■ REQUIRED TASK: Repeat only the lines from the one holding "the cat's chin" down to the last line of the listing below, including both of those lines.

■ RAW RECORDS:
▼▼▼
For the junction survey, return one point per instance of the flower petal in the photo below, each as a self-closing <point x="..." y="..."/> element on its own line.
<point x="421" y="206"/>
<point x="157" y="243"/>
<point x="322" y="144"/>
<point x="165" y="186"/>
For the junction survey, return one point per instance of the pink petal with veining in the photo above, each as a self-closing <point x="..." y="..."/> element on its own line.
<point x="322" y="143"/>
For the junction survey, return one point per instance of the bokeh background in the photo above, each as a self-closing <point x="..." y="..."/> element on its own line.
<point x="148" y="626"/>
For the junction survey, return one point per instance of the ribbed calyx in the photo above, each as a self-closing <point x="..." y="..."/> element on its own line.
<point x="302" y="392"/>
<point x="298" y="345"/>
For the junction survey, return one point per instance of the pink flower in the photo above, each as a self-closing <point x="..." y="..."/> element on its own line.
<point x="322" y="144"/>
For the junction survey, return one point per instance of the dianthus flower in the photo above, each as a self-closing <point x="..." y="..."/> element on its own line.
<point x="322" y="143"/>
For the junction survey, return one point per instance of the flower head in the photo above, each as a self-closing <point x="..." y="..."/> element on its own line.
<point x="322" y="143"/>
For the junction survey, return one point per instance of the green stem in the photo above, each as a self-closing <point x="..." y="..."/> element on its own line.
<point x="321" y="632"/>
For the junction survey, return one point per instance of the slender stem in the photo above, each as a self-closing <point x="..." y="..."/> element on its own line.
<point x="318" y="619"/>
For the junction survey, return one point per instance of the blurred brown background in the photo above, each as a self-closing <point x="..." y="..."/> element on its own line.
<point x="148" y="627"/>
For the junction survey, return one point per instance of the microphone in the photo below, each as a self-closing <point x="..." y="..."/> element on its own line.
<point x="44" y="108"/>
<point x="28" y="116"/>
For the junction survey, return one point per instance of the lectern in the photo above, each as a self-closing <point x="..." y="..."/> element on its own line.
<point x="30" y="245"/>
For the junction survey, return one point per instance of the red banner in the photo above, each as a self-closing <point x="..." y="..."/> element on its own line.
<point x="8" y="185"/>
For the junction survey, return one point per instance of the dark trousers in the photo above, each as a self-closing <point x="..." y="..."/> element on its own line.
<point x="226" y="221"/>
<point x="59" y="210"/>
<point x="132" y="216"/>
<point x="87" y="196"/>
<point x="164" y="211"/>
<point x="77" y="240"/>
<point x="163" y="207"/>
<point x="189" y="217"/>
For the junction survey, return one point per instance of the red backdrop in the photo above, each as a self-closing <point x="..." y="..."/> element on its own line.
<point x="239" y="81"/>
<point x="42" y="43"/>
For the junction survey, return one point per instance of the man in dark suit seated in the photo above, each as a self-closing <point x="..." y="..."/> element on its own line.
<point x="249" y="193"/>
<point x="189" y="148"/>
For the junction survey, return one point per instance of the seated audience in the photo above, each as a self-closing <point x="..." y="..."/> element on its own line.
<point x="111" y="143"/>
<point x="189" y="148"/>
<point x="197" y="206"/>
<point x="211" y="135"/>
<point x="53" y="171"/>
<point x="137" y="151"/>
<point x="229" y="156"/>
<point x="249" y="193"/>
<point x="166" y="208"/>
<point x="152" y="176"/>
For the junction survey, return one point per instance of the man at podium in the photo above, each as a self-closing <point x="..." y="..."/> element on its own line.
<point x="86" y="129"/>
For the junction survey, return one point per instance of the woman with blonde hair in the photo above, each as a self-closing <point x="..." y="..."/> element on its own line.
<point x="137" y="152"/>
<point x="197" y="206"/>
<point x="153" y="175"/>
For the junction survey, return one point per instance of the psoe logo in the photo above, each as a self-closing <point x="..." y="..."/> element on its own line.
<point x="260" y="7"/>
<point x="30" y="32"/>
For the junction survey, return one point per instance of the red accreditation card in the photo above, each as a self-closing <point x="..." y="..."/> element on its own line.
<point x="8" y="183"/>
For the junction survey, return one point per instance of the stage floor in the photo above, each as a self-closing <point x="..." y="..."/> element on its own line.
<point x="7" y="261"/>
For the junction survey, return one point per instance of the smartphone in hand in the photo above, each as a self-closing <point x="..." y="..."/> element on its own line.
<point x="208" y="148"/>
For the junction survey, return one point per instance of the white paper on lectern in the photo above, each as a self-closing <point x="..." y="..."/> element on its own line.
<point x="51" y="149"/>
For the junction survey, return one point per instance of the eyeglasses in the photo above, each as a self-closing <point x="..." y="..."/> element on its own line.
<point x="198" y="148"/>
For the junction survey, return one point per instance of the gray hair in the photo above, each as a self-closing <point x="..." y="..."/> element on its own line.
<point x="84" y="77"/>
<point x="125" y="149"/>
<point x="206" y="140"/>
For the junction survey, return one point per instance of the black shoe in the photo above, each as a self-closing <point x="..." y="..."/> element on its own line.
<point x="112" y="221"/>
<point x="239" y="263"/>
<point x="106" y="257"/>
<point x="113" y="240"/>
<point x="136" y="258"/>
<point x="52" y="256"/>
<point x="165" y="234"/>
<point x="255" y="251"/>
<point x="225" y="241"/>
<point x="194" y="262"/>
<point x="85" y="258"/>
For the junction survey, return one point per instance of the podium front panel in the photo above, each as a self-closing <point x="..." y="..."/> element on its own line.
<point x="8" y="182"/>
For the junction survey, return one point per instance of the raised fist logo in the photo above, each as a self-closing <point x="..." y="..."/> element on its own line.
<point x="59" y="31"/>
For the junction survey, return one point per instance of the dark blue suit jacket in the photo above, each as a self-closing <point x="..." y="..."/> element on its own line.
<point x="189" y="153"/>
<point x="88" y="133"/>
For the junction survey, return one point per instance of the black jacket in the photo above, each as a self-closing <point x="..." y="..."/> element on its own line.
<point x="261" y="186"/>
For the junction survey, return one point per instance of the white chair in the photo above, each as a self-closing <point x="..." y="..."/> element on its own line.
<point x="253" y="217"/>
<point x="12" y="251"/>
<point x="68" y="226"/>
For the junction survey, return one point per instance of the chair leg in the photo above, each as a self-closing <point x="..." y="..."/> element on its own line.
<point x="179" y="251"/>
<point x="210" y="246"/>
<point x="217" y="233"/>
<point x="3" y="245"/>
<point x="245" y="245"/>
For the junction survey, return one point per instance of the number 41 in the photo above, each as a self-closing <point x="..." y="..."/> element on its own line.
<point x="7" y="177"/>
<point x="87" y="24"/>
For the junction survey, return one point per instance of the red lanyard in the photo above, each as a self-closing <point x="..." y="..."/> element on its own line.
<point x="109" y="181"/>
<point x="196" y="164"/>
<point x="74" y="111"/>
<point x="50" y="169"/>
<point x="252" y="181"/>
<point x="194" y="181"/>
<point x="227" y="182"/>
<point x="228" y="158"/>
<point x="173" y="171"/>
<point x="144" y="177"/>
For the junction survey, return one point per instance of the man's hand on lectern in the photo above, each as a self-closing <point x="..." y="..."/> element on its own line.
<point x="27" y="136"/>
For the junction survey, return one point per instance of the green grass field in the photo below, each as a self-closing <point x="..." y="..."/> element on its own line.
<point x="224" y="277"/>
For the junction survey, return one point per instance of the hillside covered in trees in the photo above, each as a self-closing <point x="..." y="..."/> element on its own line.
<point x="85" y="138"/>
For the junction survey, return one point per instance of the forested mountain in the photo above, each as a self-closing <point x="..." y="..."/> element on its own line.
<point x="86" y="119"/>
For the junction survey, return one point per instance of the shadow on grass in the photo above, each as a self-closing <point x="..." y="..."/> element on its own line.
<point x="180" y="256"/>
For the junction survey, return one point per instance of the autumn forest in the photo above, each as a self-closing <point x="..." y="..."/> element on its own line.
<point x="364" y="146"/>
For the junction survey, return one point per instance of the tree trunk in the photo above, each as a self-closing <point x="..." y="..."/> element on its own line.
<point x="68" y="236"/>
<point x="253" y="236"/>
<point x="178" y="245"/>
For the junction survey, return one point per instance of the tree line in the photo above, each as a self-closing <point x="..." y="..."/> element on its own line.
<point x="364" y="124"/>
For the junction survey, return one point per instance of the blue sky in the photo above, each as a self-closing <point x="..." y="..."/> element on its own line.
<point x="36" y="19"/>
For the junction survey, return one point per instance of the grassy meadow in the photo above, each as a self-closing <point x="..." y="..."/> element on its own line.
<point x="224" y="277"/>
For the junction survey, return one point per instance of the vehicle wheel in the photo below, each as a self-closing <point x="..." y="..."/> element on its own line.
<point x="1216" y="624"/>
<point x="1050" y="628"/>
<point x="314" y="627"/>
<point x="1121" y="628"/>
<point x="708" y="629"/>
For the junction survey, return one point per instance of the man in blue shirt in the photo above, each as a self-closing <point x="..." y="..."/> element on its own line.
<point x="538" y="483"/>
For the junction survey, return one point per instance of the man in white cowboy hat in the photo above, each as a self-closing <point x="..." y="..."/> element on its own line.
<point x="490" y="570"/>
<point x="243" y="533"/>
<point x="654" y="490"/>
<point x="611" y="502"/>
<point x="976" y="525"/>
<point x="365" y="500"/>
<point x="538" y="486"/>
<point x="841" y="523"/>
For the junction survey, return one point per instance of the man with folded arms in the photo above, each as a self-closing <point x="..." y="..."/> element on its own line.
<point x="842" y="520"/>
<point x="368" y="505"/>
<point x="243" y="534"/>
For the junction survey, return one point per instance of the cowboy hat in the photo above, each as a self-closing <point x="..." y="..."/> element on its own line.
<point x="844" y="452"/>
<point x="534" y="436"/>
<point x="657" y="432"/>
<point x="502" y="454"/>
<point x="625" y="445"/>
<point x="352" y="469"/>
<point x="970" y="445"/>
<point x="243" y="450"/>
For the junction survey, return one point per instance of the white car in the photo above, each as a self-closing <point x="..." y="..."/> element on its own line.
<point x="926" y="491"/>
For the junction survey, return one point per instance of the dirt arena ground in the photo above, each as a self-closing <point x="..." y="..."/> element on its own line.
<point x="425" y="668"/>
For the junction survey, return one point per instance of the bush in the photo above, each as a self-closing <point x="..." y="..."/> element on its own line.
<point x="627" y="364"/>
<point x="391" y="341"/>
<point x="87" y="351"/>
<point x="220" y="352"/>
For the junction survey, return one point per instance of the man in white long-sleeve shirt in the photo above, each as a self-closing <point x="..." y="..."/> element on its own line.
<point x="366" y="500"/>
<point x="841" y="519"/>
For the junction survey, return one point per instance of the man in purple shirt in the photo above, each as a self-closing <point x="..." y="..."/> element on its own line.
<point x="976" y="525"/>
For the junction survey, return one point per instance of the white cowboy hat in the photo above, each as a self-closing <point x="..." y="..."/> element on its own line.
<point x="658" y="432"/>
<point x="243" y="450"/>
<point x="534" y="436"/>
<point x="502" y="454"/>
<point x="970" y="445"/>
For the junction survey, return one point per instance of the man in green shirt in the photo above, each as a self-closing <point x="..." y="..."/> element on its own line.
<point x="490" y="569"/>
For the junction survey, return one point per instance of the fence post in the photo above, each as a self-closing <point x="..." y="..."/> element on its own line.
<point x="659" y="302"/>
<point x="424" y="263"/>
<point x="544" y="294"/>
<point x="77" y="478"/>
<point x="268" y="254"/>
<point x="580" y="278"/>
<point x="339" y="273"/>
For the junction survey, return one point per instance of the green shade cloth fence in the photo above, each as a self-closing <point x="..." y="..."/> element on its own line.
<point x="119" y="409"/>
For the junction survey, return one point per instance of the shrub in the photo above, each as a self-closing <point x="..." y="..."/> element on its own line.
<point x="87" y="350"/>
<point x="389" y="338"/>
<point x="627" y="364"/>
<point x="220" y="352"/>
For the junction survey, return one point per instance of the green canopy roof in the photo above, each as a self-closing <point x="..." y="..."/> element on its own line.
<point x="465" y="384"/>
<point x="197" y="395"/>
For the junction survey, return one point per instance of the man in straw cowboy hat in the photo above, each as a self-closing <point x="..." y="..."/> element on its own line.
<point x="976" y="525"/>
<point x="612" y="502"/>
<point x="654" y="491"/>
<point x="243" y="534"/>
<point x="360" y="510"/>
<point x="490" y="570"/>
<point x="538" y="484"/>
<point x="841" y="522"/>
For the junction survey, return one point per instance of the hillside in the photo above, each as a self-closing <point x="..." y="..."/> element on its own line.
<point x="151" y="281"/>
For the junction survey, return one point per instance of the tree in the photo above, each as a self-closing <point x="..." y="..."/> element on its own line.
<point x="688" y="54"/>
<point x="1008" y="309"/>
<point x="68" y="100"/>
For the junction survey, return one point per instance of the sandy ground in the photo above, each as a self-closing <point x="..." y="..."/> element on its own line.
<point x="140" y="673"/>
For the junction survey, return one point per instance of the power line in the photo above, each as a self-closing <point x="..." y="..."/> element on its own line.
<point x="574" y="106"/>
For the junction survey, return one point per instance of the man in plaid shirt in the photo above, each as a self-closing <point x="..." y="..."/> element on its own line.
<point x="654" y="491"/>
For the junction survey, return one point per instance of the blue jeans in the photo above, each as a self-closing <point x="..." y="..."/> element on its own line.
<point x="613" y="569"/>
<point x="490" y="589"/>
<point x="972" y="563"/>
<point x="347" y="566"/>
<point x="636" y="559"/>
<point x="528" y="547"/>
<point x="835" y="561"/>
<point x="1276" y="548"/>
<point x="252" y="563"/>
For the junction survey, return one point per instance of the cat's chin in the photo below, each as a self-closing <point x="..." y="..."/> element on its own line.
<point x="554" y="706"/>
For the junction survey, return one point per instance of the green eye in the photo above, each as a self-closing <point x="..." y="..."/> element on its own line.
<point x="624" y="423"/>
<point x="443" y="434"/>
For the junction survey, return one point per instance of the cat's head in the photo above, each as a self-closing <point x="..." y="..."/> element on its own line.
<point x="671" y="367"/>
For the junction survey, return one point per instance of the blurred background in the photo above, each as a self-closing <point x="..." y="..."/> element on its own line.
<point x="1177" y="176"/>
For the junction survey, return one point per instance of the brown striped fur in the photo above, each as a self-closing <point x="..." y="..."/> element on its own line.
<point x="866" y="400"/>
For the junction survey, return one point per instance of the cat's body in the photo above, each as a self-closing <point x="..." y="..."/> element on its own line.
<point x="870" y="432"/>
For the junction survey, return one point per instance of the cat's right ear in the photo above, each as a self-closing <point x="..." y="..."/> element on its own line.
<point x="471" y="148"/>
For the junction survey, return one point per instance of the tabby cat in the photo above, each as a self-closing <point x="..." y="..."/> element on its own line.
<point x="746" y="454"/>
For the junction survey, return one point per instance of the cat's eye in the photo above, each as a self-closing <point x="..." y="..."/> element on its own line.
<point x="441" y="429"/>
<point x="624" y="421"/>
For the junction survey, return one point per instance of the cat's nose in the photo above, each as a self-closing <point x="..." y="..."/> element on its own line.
▲▲▲
■ TASK RESPONSE:
For the junction survey, return one point per instance of the cat's chin in the photo below, each as a self-closing <point x="..." y="..."/> element on its own line.
<point x="554" y="706"/>
For the junction survey, return one point per instance of the green eye in the photo above, each as a self-closing <point x="..." y="..."/> element on its own line.
<point x="624" y="423"/>
<point x="443" y="434"/>
For the junction survey, return one point per instance of the cat's head in the photo above, each as a self-closing <point x="..." y="..."/> element on its own line.
<point x="671" y="367"/>
For the junction survey, return one point per instance of the blurred background in the photo above, each as a self-closing <point x="..." y="..."/> element on its own line.
<point x="1177" y="176"/>
For the junction survey, return one point per instance of the brown striped fur in the photo above, each as a self-closing <point x="..." y="..."/> element on its own line.
<point x="866" y="400"/>
For the junction survey, return one point per instance of the cat's body in the photo above, each as a self-closing <point x="..." y="..."/> element on its own line.
<point x="870" y="432"/>
For the junction survey, return one point per instance of the cat's right ear in the photo above, each as a self-closing <point x="..." y="..."/> element on its own line.
<point x="471" y="148"/>
For the junction survey, return one point per instance of the tabby cat in the photo above, each as a self-closing <point x="..." y="..."/> element on its own line.
<point x="746" y="454"/>
For the junction survey, return one point per instance of the cat's eye in the photo above, each as a self-closing <point x="..." y="..."/> element on its own line.
<point x="441" y="429"/>
<point x="624" y="421"/>
For the junction survey, return one point per instance of the cat's nose in the photo above, each as a self-closing <point x="..." y="..."/> element on its own line.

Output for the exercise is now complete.